### WORK ORDER
With the pictures omitted, set down exactly the lines from the one that contains "column 992, row 291" through the last line of the data.

### DATA TO PROCESS
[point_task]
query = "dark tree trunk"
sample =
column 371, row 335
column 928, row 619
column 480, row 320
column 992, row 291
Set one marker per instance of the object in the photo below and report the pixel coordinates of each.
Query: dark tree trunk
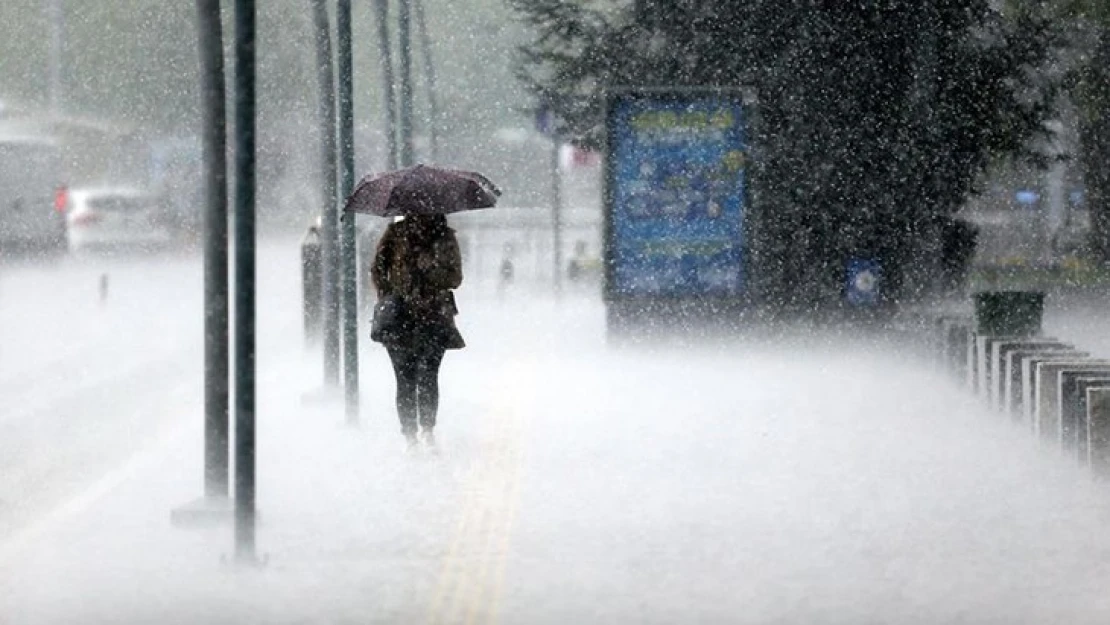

### EXERCISE SOLUTION
column 992, row 291
Set one marker per instance of the object in the photo below and report the pixel coordinates of each.
Query: dark tree trunk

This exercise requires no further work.